** INPUT follows **
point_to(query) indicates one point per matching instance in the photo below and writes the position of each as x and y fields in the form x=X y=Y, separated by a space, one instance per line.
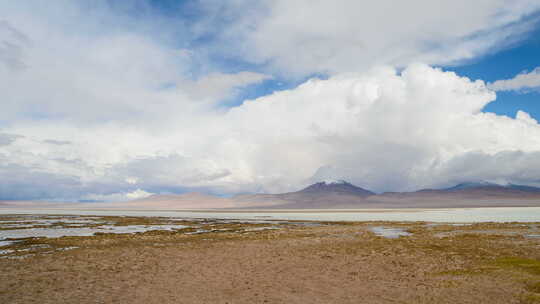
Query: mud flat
x=266 y=261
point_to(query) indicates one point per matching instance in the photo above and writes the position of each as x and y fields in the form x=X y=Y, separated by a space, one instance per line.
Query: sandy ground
x=332 y=263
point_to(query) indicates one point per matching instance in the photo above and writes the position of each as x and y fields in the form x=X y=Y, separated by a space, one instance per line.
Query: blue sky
x=114 y=100
x=505 y=64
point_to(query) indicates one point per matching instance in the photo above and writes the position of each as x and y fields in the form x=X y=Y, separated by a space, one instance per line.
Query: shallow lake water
x=390 y=233
x=83 y=231
x=457 y=215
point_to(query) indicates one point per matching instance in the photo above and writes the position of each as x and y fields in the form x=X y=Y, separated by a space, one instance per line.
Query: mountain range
x=335 y=194
x=344 y=195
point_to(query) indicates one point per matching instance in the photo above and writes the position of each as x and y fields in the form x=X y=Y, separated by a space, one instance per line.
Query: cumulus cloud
x=7 y=139
x=304 y=36
x=524 y=81
x=380 y=129
x=117 y=111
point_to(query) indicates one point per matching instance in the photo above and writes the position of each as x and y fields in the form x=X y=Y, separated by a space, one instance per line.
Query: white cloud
x=521 y=82
x=378 y=129
x=304 y=36
x=104 y=112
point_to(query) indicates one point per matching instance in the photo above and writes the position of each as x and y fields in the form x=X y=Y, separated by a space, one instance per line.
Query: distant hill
x=477 y=190
x=321 y=195
x=327 y=195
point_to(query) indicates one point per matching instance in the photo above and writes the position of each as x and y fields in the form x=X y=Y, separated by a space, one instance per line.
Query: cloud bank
x=304 y=36
x=99 y=104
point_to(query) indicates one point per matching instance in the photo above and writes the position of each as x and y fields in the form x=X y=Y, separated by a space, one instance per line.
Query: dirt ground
x=330 y=263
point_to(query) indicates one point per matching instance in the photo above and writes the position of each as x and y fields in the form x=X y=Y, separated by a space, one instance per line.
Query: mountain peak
x=471 y=185
x=336 y=186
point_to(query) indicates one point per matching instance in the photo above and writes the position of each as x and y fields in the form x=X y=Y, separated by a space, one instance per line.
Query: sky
x=118 y=100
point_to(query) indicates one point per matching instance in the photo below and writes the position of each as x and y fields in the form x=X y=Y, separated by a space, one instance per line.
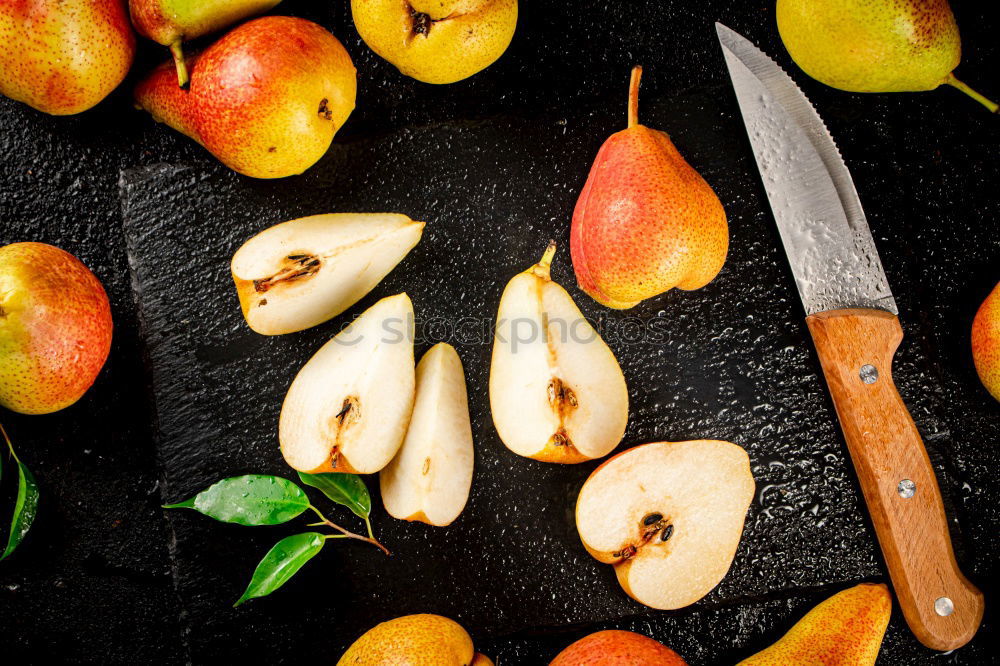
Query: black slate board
x=731 y=361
** End of INPUT **
=== WHAT IS REQUIRED ===
Quote the listing above in full, except for the pictures.

=== RESPONSE TO THIS TASK ===
point_to(query) indicates one point per matching instance in the photo below and writes the position of each as x and y fields in the form x=X y=Y, separated by a space, one instance per line.
Query: mud flat
x=266 y=261
point_to(query) indicates one point per matching instance in the photo above and writes the position of each as x and y fields in the form x=X y=Y, separated by a space, one instance per line.
Query: sandy ground
x=332 y=263
point_to(query) indicates one point per matching instance in the photo above and writes the position of each as x and y fields in the form x=X y=Y, separated by a space, one instance per line.
Query: blue sky
x=114 y=100
x=505 y=64
point_to(query) indicates one point per matching instance in the photo above and writes the position of each as x and y fields in the form x=X y=Y, separated by a space, one instance per line.
Query: shallow lake water
x=390 y=233
x=83 y=231
x=457 y=215
point_to(query) indicates one point per matching instance in the photo above and writes the position of each as x and y fields in the form x=X y=Y, separated by a space, one instance per line.
Query: mountain range
x=335 y=194
x=344 y=195
point_to(query) indicates one point per matching instance in the photo above and writes the position of each as x and y fields in the form x=X y=Y, separated by a space, one instance per line.
Query: cumulus cloud
x=7 y=139
x=304 y=36
x=524 y=81
x=380 y=129
x=117 y=111
point_to(query) indicates one point per matching instance in the photo above and writes the position of each as x and y fields in the form x=X y=Y, separated by a space, one instance per line.
Query: white cloud
x=521 y=82
x=378 y=129
x=304 y=36
x=104 y=112
point_to(query) indicates one point per matching instance in the photo above and writes the position of each as x and y fields in the form x=X y=Y, separated by a space, one instance per line.
Query: distant hill
x=477 y=190
x=321 y=195
x=327 y=195
point_to(query) indicates one point per matching instance in the photo above and writes the position of each as x and y fields in the form x=X y=Y, separated by a space, one instance per line.
Query: cloud bank
x=304 y=36
x=99 y=104
point_to(query) indicates one point per matching instance in the photo above and writes the position of each as x and y fields in the form x=X y=Y, separated by a space, one instance per line.
Query: dirt ground
x=330 y=263
point_to(query) indicates one point per matching instance in the photo above and writes the position of each as x and y fields in the form x=X y=Y, separated by a space, one instance per line.
Query: mountain peak
x=471 y=185
x=336 y=186
point_to(query) indicates one point per matching instance in the photo above and writes the position of each as x and y fields in the form x=X y=Y, separated by a space, one instance per line.
Query: sky
x=118 y=100
point_to(query) indicates one point per matching instance in the photo below and writes the position of each as x and y fields in the form x=X y=Y, separated by a space, one instance per line.
Query: black slate board
x=731 y=361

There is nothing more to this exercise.